§ Task directions
Write out the listing below word for word, from the line that contains "Locate water reflection" up to and including the listing's last line.

[Start Material provided]

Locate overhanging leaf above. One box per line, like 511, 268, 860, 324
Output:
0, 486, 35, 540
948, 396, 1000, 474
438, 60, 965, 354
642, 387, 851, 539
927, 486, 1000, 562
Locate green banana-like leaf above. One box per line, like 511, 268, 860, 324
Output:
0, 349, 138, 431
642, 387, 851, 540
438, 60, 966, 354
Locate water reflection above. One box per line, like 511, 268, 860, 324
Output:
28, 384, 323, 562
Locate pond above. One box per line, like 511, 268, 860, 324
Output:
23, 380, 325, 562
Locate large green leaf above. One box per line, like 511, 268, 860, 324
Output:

[End Material provided]

§ Complete output
Locate water reflection above. One box per line, like 511, 268, 860, 324
Output:
28, 384, 323, 562
Locate pond above. One box per line, like 511, 268, 860, 324
Output:
23, 380, 325, 562
Locate large green leaf above. One box per line, like 511, 268, 860, 324
Output:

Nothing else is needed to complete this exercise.